-------- Dataset content --------

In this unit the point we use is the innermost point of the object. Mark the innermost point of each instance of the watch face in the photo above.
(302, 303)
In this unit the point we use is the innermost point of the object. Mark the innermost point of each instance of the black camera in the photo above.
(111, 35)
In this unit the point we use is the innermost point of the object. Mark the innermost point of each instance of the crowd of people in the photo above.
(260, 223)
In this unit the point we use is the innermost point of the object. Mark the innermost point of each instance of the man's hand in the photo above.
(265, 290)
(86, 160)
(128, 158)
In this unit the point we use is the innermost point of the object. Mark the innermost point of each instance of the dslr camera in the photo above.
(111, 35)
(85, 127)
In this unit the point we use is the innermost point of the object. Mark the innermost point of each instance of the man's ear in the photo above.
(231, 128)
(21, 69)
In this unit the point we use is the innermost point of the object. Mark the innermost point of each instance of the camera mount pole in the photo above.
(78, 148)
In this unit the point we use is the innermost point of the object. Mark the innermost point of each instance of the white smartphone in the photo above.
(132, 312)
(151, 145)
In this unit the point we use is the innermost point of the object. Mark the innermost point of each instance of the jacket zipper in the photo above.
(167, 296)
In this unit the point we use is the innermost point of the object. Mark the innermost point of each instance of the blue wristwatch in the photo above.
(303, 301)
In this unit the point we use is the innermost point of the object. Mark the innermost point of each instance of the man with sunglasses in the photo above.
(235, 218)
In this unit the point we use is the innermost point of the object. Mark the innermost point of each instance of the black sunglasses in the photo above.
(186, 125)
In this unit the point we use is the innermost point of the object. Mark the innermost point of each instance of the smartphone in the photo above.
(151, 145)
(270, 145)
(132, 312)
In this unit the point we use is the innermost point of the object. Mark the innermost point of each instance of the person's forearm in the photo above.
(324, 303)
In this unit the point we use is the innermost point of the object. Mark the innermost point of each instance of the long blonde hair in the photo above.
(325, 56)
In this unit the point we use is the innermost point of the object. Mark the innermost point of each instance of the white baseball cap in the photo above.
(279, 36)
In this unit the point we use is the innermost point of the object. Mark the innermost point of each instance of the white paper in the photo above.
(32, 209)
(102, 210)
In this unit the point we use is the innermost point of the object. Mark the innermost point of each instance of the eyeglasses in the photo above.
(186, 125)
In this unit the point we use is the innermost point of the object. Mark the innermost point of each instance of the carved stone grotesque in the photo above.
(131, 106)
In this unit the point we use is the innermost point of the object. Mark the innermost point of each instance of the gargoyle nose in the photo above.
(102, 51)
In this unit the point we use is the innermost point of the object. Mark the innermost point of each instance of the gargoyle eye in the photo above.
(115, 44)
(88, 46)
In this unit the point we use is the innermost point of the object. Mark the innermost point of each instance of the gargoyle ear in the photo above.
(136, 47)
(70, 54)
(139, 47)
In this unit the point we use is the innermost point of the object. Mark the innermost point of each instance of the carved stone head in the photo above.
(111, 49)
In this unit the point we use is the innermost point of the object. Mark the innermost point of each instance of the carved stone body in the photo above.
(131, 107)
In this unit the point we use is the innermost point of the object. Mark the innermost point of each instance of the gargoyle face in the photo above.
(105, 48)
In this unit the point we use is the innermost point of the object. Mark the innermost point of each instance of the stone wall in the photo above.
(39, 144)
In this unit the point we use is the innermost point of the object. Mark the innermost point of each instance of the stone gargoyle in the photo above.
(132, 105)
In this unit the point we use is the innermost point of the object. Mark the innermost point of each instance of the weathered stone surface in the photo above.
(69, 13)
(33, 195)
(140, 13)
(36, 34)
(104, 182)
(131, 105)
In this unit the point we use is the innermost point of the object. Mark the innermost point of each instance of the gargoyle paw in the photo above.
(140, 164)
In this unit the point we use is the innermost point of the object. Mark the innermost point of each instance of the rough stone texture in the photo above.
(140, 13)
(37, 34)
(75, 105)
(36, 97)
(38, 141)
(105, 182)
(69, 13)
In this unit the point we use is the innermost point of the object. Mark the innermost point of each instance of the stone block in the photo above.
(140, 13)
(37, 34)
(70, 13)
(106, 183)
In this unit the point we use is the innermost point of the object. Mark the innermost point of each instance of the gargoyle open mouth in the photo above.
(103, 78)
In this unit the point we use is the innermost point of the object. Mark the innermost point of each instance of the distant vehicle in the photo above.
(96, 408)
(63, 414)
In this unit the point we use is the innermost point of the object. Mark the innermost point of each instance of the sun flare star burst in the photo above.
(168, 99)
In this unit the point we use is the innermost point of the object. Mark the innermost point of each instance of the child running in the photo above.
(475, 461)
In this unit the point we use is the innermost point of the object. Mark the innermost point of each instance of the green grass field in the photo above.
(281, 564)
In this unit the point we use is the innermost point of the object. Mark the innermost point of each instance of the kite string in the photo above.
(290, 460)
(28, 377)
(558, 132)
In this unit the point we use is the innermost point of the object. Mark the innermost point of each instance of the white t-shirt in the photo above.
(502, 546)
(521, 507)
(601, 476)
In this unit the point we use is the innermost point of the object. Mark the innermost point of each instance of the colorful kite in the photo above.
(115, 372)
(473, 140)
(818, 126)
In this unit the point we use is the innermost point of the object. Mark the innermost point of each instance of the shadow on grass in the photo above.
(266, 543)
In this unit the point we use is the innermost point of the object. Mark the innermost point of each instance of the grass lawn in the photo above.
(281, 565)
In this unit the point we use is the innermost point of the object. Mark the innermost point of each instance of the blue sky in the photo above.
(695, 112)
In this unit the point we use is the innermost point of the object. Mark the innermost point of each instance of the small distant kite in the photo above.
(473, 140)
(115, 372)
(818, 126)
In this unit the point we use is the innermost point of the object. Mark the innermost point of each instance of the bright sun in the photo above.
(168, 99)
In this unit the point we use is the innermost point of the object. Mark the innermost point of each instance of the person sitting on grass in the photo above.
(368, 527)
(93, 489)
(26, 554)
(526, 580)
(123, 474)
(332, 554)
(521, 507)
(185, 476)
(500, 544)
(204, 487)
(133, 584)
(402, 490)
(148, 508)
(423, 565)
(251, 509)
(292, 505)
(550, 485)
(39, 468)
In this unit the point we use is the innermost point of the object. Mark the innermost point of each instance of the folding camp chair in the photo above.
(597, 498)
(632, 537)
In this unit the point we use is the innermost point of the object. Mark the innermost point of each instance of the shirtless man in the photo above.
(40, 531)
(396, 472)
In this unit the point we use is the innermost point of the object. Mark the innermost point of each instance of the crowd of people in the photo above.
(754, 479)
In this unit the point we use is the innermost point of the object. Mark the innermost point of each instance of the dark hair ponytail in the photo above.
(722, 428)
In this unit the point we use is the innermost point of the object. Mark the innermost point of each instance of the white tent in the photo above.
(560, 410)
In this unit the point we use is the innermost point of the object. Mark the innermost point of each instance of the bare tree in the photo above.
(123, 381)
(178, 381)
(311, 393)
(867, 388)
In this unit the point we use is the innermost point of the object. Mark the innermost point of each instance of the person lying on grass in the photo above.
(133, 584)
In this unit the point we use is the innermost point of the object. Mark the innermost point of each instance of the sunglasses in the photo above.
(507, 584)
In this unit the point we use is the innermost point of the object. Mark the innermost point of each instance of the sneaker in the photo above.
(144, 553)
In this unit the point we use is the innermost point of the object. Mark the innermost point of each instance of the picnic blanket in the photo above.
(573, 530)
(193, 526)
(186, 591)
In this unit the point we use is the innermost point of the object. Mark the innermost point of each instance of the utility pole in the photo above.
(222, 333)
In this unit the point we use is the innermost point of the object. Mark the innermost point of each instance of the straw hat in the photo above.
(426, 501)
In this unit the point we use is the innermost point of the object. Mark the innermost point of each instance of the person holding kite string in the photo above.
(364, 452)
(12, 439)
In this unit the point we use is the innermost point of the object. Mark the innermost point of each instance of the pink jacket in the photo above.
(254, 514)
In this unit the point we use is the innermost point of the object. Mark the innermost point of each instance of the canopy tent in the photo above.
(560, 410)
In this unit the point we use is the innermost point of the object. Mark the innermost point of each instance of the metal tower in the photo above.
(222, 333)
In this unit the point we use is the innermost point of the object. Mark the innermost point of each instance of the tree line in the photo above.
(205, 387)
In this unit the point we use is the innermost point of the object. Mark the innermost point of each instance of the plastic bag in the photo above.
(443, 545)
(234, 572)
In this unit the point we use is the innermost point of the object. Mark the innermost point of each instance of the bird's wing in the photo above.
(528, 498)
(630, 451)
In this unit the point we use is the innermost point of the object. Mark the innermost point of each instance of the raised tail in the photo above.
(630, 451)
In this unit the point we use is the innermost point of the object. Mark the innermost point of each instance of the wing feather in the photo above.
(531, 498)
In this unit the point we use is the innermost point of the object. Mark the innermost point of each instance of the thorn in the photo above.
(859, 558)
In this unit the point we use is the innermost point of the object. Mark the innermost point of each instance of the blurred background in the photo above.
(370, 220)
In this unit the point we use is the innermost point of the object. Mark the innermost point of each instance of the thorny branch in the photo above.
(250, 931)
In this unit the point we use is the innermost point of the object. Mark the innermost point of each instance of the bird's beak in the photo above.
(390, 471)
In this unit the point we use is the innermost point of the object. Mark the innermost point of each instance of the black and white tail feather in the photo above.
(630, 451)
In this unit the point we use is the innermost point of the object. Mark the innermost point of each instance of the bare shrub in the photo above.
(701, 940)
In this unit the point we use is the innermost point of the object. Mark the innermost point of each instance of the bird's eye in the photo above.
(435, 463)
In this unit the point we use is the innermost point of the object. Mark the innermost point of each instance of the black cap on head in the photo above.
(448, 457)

--------

Task prompt:
Write the lines out verbatim, from the one with "tail feather in the photo above." through the last line of the entries, and stop there.

Output of the exercise:
In this unit the point we use is the innermost point of the object. Mark the innermost point of each instance of the black and white tail feather in the photo above.
(630, 451)
In this unit the point we use is the innermost point of the object. Mark the innermost point of each instance of the bare shrub in the photo above.
(701, 940)
In this unit the point we use is the innermost point of the object. Mark the innermost point of each instance of the bird's eye in the photo above.
(435, 463)
In this unit the point we use is the innermost point of the object. Mark the innermost point of each instance of the black cap on head in the photo above.
(448, 457)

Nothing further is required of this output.